[[ Data records, beginning ]]

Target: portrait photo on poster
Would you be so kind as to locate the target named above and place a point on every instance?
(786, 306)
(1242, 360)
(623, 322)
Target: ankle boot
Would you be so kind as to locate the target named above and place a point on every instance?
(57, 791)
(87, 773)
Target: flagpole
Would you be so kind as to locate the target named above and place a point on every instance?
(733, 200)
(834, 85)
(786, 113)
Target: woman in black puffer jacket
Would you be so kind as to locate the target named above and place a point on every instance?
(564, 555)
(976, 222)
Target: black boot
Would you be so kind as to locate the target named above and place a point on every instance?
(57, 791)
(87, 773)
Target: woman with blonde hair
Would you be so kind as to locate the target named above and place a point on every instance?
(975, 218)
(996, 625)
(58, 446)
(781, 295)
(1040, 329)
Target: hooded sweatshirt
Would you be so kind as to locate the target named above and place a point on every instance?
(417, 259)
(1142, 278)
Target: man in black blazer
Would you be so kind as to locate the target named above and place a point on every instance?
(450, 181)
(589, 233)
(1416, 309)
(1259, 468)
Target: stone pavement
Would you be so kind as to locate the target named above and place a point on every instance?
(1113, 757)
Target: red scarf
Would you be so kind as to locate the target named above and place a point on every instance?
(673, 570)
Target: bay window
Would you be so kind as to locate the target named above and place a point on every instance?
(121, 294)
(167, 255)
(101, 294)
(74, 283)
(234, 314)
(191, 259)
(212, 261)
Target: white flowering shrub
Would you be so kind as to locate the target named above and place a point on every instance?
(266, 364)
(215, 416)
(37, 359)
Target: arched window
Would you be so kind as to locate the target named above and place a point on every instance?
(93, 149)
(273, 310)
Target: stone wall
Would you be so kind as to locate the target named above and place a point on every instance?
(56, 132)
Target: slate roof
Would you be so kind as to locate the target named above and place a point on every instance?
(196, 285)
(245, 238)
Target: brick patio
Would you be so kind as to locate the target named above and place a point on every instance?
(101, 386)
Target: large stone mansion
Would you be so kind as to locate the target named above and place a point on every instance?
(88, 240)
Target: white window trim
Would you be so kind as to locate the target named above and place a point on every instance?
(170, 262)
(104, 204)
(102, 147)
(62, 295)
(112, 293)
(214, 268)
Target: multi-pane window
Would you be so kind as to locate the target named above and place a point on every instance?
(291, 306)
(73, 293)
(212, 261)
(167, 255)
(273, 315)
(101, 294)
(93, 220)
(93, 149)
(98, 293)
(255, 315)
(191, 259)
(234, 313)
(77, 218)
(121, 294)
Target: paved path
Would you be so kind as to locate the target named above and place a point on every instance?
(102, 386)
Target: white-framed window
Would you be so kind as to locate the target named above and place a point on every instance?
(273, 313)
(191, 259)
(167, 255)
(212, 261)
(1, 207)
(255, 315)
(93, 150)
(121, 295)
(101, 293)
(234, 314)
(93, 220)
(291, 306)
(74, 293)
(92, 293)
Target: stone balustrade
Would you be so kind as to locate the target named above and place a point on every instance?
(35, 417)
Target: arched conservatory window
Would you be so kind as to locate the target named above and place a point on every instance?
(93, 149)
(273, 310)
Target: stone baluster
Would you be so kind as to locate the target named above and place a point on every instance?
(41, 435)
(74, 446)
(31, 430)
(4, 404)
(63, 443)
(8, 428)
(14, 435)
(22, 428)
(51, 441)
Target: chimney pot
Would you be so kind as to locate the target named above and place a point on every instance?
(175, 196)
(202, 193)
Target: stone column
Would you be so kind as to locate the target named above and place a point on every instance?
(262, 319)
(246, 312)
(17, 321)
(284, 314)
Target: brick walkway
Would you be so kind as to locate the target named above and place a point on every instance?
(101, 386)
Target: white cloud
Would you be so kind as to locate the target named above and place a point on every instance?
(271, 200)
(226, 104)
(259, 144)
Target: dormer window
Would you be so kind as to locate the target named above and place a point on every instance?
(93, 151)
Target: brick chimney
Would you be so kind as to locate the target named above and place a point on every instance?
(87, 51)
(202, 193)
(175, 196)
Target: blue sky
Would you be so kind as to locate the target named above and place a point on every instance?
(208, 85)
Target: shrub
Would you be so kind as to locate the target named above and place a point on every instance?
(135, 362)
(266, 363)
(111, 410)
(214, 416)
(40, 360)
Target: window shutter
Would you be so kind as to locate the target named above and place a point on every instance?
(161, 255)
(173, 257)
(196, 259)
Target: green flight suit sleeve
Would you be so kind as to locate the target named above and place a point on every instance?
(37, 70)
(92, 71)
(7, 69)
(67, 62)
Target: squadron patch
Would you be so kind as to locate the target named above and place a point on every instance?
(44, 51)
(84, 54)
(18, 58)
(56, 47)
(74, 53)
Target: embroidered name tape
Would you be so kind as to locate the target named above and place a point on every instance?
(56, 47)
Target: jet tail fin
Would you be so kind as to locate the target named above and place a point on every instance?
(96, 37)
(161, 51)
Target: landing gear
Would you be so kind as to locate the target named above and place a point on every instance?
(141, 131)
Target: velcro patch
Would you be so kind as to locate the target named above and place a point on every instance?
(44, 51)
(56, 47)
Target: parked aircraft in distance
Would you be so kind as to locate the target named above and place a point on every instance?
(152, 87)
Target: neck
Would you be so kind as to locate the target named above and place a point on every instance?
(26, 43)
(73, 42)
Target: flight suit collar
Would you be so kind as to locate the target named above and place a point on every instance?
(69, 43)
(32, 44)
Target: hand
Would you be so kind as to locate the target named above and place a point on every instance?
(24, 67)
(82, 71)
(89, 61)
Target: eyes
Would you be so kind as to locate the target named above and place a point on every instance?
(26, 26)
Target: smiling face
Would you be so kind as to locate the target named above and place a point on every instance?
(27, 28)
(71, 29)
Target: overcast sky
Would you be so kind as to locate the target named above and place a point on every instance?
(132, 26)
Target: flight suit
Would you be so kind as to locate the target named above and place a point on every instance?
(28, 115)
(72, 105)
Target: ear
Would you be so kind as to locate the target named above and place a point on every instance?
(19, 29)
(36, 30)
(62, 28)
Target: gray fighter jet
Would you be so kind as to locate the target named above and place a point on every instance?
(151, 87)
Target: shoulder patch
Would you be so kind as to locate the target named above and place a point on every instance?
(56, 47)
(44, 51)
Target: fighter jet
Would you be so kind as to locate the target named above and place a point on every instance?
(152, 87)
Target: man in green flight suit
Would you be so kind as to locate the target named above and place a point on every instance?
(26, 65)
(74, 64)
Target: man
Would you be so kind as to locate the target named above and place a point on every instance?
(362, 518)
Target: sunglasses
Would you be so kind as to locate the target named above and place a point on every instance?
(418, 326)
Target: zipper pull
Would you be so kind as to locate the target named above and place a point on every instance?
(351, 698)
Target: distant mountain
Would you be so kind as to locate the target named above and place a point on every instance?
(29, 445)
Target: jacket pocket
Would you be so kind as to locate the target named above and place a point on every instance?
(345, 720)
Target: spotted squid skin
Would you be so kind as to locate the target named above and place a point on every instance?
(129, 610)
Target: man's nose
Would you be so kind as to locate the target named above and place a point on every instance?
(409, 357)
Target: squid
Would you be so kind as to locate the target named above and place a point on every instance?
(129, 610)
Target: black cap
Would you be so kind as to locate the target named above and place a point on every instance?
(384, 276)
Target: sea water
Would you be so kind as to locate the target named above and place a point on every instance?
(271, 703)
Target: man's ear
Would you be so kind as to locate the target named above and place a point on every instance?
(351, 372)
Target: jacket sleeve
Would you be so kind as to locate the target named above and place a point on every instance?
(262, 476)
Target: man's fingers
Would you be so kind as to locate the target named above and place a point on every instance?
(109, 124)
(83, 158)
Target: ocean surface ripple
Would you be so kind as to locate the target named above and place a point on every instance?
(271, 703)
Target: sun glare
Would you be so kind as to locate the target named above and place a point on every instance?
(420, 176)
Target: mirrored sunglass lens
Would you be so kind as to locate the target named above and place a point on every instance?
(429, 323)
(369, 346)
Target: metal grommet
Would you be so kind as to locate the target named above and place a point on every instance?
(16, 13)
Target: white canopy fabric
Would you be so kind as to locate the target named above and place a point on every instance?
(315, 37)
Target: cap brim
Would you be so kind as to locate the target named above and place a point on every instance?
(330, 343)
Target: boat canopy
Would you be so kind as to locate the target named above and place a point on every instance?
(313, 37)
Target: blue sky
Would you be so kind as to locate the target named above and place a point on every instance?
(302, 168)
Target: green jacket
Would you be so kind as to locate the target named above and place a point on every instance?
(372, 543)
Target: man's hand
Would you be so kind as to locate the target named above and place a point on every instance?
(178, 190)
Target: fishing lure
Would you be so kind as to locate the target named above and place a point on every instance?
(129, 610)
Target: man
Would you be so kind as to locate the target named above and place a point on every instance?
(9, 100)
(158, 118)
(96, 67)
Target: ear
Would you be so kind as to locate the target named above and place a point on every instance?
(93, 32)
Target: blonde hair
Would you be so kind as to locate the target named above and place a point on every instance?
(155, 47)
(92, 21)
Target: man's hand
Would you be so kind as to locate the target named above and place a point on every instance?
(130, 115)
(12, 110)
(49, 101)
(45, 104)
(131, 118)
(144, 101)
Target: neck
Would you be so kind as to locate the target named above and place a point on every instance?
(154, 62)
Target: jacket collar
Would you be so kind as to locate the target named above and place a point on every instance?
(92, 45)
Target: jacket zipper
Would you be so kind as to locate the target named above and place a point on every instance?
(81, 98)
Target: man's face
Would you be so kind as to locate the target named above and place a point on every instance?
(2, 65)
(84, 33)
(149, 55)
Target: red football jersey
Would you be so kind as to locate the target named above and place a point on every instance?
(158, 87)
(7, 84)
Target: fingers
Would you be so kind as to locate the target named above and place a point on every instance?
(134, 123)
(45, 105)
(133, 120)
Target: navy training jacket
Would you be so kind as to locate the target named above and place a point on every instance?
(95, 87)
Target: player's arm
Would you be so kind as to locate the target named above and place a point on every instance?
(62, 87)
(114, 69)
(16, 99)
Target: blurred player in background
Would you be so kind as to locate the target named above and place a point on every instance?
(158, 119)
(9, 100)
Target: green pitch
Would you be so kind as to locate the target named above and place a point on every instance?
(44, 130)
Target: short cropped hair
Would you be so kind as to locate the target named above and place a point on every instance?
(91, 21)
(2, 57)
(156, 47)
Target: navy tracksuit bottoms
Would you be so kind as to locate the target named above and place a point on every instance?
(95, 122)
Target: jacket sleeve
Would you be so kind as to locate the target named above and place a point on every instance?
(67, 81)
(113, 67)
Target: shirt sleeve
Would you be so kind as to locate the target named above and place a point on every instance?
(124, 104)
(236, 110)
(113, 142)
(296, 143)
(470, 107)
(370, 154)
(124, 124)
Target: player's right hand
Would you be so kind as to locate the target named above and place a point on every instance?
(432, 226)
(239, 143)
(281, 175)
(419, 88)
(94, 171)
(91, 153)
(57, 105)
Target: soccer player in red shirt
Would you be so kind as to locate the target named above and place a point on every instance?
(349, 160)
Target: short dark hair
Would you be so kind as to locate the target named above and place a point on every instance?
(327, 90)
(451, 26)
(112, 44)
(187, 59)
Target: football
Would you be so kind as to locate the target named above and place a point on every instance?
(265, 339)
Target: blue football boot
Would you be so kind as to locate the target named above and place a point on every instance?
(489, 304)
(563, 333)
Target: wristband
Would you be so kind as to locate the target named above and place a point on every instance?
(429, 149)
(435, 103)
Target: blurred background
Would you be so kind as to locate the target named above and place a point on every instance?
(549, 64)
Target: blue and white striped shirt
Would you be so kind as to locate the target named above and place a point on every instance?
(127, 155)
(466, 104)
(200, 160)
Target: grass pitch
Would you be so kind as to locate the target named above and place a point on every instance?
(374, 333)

[[ Data records, end ]]

= Exercise goal =
Across all the entries above, how many lines hold the word "green"? Answer with the number only.

= Answer for this exercise =
4